--- START OF Given text ---
Thursday, January 31, 2013

What makes you think you know me?

In a Guardian article today about Ricky Gervais's controversial new character Derek, Mark Lawson notes this:
Performers such as Alec Guinness and Paul Scofield used to argue that actors should be wary of giving interviews because the profession demands the ability to disappear within a part. But contemporary actor-comedians such as Gervais, not only chat-show regulars but also constantly visible on social media, are as far from that mysterious ideal as it is possible to be. The risk is that a proportion of viewers will always be judging the public personality – and, in Gervais's case, controversy – as much as the work. It's intriguing to speculate about how Derek would be received if played by an unknown actor.
I have often argued on this blog a similar case regarding writers: the fact that, if novels don't exactly get judged purely on the personalities of their authors (though I suspect they often do), our celebrity culture does mean that very often it's the novelist rather than the novel that gets attention. In a books marketing climate depending on social media it's unavoidable: authors are now pretty much required by their publishers to have a profile on social media.

It's a conundrum: as I have pointed out often enough, many writers write precisely because they find social interaction more difficult than the page, and most writers write precisely because they find social interaction inadequate: it's solitary contemplation that produces original thought and it's the calm of the page where those thoughts can be properly transmitted and appreciated. This last is a point made strongly by Susan Cain, author of Quiet: The Power of Introverts in a World That Can't Stop Talking. (Tania Hershman, who it seems is also currently concerned with these issues, alerts us to a moving film of Cain speaking.) Cain doesn't in any way suggest we give up social interaction, but pleads for more space for the privacy and contemplation necessary for creative production.

Here's another thought. If the recent 'sock-puppetry' scandal has shown us anything, it's that you can't always trust who someone is online anyway, and I'd say you can't always know who someone is online even when they're using their own name. Another thing the scandal showed was that there's now a whole culture - especially among authors, or at least those authors who were up in arms - of obsession with honesty and being up front, but it seems to me that writers, above anyone, are capable of fictional manipulation - either consciously or unconsciously - when it comes to their online selves. I'd go further and say that we never really know a person from any of their fundamentally public appearances.
--- END OF Given text ---
--- START OF Given entries ---
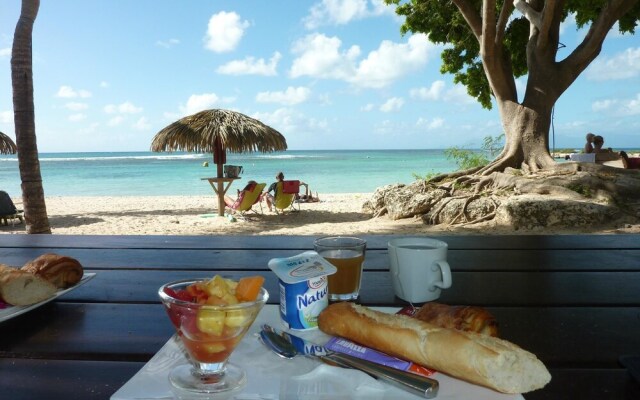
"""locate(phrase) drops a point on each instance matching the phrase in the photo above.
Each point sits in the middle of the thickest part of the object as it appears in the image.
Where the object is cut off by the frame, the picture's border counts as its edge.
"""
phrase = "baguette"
(465, 318)
(480, 359)
(20, 288)
(62, 271)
--- END OF Given entries ---
Work to complete.
1. Please reproduce the part of the blog post on writers and social media between "What makes you" and "an unknown actor.", inclusive.
2. In the blog post on writers and social media, which two performers are said to have argued that actors should be wary of giving interviews?

Problem solutions.
1.
What makes you think you know me?

In a Guardian article today about Ricky Gervais's controversial new character Derek, Mark Lawson notes this:
Performers such as Alec Guinness and Paul Scofield used to argue that actors should be wary of giving interviews because the profession demands the ability to disappear within a part. But contemporary actor-comedians such as Gervais, not only chat-show regulars but also constantly visible on social media, are as far from that mysterious ideal as it is possible to be. The risk is that a proportion of viewers will always be judging the public personality – and, in Gervais's case, controversy – as much as the work. It's intriguing to speculate about how Derek would be received if played by an unknown actor.

2. Alec Guinness and Paul Scofield.